» **PODANY FRAGMENT**
____________
W odpowiedzi na pozew z dnia 25 stycznia 2013 roku, pozwany Skarb Państwa reprezentowany przez Centralny Zarząd Służby Więziennej oraz Areszt Śledczy w L. zastępowany przez Prokuratorię Generalną Skarbu Państwa wniósł o oddalenie powództwa oraz o zasądzenie na rzecz Skarbu Państwa kosztów postępowania według norm prawem przepisanych, a w przypadku zastępstwa procesowego Skarbu Państwa – na rzecz Prokuratorii Generalnej Skarbu Państwa.

W uzasadnieniu odpowiedzi na pozew, pozwany Skarb Państwa podniósł, że powództwo jest nieuzasadnione, tak co do zasady, jak i co do wysokości. Powód osadzony był bowiem w warunkach zgodnych z przepisami prawa, ponieważ zjawisko przeludnienia nie występowało w Areszcie Śledczym w L. od 1 grudnia 2009 roku. Sąd Okręgowy VI Wydział Penitencjarny w L., sprawujący nadzór nad tą jednostką penitencjarną również nie stwierdził, aby pozwany, wbrew uregulowaniom prawnym, naruszał prawa powoda.
____________
(Zapisane pozycje)
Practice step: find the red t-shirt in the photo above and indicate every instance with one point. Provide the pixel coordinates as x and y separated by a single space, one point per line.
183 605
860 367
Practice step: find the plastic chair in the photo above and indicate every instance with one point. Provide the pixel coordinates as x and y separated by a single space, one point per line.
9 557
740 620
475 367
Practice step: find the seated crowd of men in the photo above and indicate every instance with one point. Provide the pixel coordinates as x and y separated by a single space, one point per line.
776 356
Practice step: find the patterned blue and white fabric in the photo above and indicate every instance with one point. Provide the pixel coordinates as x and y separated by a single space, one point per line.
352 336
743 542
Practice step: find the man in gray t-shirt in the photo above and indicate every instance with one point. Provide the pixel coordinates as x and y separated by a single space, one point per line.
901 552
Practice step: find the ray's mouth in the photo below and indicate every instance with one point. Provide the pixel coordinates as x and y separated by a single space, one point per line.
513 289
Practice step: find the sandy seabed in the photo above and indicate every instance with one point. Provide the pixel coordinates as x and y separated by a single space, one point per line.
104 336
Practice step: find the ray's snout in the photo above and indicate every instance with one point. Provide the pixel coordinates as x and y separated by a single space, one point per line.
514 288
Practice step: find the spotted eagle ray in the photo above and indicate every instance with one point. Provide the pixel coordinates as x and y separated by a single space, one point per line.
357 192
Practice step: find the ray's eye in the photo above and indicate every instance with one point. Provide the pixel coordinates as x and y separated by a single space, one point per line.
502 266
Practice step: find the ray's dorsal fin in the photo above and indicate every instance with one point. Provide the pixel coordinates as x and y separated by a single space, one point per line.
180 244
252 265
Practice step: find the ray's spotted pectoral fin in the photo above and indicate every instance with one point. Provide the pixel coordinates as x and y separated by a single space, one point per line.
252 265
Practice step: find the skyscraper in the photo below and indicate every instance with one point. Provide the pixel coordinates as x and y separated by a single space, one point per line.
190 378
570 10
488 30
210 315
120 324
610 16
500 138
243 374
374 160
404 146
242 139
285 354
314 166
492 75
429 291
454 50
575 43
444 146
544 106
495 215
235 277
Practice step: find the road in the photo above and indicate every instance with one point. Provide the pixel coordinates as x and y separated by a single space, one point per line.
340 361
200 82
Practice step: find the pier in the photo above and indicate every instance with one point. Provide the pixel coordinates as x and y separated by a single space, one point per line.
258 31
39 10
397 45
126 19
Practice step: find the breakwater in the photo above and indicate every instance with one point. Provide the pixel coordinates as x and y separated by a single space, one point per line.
____________
» **TREŚĆ ZADANIA A**
Przepisz dokładnie z fragmentu tekst od słów „W odpowiedzi na” aż do słów „Generalnej Skarbu Państwa.” włącznie.
» **TREŚĆ ZADANIA B**
Od jakiego dnia według fragmentu w Areszcie Śledczym w L. nie było przeludnienia?
» **TREŚĆ ZADANIA C**
Wypisz wszystkie nazwy instytucji państwowych, które pojawiają się we fragmencie.
Korzystaj tylko z tego, co jest we fragmencie.

» **PRAWIDŁOWA ODPOWIEDŹ A**
W odpowiedzi na pozew z dnia 25 stycznia 2013 roku, pozwany Skarb Państwa reprezentowany przez Centralny Zarząd Służby Więziennej oraz Areszt Śledczy w L. zastępowany przez Prokuratorię Generalną Skarbu Państwa wniósł o oddalenie powództwa oraz o zasądzenie na rzecz Skarbu Państwa kosztów postępowania według norm prawem przepisanych, a w przypadku zastępstwa procesowego Skarbu Państwa – na rzecz Prokuratorii Generalnej Skarbu Państwa.

» **PRAWIDŁOWA ODPOWIEDŹ B**
Od 1 grudnia 2009 roku.

» **PRAWIDŁOWA ODPOWIEDŹ C**
Skarb Państwa, Centralny Zarząd Służby Więziennej, Areszt Śledczy w L., Prokuratoria Generalna Skarbu Państwa, Sąd Okręgowy VI Wydział Penitencjarny w L.